## Supplied records
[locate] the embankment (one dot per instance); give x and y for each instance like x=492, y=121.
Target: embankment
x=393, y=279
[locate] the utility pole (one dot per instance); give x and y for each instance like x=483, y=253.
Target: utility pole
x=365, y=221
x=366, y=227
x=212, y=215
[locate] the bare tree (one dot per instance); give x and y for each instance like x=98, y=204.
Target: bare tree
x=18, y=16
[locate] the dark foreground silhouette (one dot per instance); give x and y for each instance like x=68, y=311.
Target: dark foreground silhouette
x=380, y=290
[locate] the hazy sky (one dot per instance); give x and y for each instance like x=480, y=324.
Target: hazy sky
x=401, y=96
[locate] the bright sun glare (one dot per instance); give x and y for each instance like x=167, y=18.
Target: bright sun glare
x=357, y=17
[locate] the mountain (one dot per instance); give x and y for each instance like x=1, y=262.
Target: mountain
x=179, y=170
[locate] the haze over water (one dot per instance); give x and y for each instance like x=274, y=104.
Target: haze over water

---

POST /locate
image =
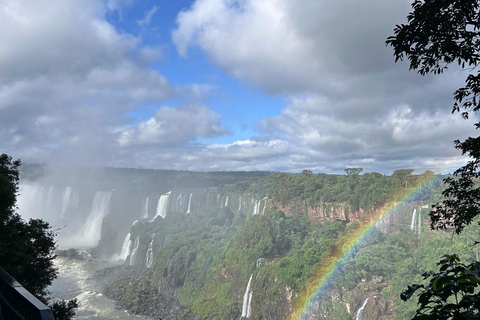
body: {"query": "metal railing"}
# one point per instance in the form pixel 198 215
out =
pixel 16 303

--

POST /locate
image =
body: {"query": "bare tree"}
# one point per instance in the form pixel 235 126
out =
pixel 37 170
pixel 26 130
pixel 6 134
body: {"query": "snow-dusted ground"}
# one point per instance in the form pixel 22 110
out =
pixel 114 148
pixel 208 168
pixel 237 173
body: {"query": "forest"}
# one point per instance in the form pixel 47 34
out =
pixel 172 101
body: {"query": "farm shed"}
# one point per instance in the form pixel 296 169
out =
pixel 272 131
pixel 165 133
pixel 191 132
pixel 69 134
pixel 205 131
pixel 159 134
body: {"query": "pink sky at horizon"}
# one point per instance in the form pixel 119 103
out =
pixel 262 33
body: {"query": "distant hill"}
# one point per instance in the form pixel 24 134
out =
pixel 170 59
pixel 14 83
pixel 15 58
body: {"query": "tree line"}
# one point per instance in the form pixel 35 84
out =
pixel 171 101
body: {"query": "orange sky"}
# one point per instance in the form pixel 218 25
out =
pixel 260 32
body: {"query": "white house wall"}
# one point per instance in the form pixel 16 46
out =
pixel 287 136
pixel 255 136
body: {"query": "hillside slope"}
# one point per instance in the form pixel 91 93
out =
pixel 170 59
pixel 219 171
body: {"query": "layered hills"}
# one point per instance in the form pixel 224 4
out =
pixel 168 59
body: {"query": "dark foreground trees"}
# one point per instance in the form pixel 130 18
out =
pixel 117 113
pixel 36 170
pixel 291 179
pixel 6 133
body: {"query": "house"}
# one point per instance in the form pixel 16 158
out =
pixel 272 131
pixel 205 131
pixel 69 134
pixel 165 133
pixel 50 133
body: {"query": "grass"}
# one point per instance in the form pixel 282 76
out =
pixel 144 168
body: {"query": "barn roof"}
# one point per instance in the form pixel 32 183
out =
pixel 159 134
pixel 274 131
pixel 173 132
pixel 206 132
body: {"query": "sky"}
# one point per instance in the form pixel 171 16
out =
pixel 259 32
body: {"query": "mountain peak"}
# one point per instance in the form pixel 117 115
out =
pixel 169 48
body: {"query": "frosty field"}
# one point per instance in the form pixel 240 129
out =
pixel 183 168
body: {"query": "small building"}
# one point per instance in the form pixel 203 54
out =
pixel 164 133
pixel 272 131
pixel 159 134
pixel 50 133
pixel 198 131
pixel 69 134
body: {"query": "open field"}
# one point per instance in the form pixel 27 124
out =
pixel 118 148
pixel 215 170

## Problem
Convert the stretch above, from the line containing "[locate] the utility" through the line containing "Target: haze over water", into a numbered list with one line per entry, leaving out blank lines.

## Response for this exercise
1. [locate] the utility pole (one dot per instance); give x and y for each instance like x=483, y=253.
2. Target: utility pole
3. x=365, y=221
4. x=366, y=227
5. x=212, y=215
6. [locate] the bare tree (one dot per instance); give x and y for each instance like x=98, y=204.
7. Target: bare tree
8. x=18, y=16
9. [locate] the dark foreground silhouette (one dot per instance); give x and y for each instance like x=68, y=311.
10. Target: dark foreground silhouette
11. x=380, y=290
12. [locate] the hazy sky (one dot per instance); give x and y for each instance like x=480, y=324.
13. Target: hazy sky
14. x=401, y=96
15. [locate] the bright sun glare (one dot per instance); give x and y for each instance like x=167, y=18.
16. Target: bright sun glare
17. x=357, y=17
18. [locate] the mountain (one dot per instance); give x and y for each instance like x=1, y=262.
19. Target: mountain
20. x=179, y=170
21. [locate] the haze over water (one dot per instance); give x and y for each instance like x=274, y=104.
22. Target: haze over water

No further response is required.